§ **TO BE DONE**
Reproduce the listing below word for word, from its first line through the line containing "x=800, y=500", including that line.

(Location labeling records)
----

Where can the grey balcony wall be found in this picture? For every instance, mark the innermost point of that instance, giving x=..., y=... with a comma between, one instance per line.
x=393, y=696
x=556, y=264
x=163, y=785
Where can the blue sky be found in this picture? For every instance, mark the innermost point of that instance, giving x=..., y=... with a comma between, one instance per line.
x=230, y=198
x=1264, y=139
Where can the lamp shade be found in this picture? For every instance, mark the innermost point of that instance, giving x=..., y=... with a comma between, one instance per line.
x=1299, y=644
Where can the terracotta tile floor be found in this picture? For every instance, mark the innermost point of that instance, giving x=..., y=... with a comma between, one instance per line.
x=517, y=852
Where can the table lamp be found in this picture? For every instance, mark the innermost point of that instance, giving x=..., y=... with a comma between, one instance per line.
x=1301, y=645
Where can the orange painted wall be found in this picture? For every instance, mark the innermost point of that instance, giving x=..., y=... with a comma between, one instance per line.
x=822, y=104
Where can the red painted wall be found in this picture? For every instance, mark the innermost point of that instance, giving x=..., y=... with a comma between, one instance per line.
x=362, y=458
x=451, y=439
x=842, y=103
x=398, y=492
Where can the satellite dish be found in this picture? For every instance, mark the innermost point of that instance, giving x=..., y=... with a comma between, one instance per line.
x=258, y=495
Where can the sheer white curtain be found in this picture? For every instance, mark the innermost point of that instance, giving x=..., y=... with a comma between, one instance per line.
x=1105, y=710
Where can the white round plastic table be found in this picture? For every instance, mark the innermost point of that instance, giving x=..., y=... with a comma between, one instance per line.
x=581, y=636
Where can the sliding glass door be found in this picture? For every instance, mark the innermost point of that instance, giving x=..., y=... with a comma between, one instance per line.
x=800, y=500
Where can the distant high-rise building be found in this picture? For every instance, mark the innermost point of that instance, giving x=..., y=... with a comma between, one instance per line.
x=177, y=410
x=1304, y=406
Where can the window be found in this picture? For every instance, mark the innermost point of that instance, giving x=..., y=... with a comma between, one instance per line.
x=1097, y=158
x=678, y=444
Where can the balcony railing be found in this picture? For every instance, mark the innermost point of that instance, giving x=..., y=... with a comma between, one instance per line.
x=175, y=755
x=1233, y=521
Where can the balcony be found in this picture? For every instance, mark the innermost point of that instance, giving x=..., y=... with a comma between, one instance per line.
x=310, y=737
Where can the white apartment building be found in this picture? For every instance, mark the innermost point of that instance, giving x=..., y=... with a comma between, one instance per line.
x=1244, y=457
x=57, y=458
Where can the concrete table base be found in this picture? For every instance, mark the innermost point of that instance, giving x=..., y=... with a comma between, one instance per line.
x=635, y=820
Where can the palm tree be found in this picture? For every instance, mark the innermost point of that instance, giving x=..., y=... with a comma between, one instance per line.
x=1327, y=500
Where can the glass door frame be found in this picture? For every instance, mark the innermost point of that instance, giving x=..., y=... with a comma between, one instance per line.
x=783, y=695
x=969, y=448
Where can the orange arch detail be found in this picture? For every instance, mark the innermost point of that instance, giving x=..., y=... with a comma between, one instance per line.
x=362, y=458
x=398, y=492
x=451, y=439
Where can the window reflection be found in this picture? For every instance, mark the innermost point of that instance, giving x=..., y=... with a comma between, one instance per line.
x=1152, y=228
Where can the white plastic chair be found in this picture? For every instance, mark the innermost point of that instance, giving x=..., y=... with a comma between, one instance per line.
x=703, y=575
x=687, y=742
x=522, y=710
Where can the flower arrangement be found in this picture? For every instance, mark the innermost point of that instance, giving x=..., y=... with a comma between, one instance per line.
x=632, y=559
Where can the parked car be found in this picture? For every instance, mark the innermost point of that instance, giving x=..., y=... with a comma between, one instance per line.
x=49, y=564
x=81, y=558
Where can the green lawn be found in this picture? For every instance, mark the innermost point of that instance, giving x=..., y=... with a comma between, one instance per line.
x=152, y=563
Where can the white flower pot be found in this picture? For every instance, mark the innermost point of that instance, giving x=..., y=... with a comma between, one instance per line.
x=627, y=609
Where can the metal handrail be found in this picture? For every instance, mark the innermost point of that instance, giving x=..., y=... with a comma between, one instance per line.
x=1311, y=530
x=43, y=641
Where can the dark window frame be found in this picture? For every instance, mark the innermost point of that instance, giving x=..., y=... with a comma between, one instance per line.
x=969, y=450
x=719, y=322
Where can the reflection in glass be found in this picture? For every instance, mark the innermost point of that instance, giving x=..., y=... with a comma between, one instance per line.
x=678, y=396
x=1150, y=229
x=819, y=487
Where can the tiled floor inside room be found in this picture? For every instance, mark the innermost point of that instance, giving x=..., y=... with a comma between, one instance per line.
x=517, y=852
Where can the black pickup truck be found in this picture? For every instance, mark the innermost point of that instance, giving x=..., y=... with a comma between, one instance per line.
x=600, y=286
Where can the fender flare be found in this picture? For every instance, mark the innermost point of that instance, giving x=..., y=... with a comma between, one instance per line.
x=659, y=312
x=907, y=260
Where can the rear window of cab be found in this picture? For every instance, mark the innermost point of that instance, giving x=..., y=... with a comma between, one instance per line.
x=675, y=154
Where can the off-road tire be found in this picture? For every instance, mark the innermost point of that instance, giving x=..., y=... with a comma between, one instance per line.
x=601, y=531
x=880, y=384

----

§ **OUTPUT FOR THIS EXERCISE**
Where can the grey balcony wall be found in this picture? For every instance, mark the innermost point of that instance, giving x=..., y=... with a comma between, one instance per line.
x=393, y=696
x=556, y=264
x=163, y=785
Where can the blue sky be found in this picture? For every instance, mark the innermost point of that instance, giving x=..., y=... with a comma between, one instance per line.
x=230, y=198
x=1264, y=139
Where can the lamp shade be found in this picture? For every instance, mark the innermost point of that instance, giving x=..., y=... with a comma between, one instance per line.
x=1299, y=644
Where can the terracotta tile floor be found in this picture? For every instance, mark the innermost point of that instance, giving x=..., y=... with a comma between, one instance per line.
x=517, y=852
Where can the table lamp be found in this picture? For every instance, mark the innermost point of that instance, giving x=..., y=... with a comma between, one instance per line.
x=1301, y=645
Where can the orange painted wall be found in this picture? For every instance, mark the innermost point of that instance, giving x=..., y=... with a comma between, one instance per line.
x=822, y=104
Where can the red painted wall be found in this picture? For every instance, mark the innermost point of that instance, giving x=..., y=... with a comma between, one instance per line.
x=362, y=458
x=451, y=439
x=842, y=103
x=398, y=492
Where can the satellite dish be found in this picture? For every instance, mark the innermost point of that instance, giving x=..., y=... with a comma between, one instance per line.
x=258, y=495
Where can the sheer white curtain be found in this picture? For every instance, mark the innermost point of that instance, giving x=..., y=... with a comma between, one instance per line.
x=1105, y=710
Where can the white round plastic table be found in this picture? For every instance, mark the innermost point of that instance, giving x=..., y=... with a comma between, one instance per line.
x=581, y=636
Where can the sliding glass door be found in this picture? For every instance, mark the innermost point of that instance, giving x=..., y=... with a comma between, one instance per line.
x=800, y=500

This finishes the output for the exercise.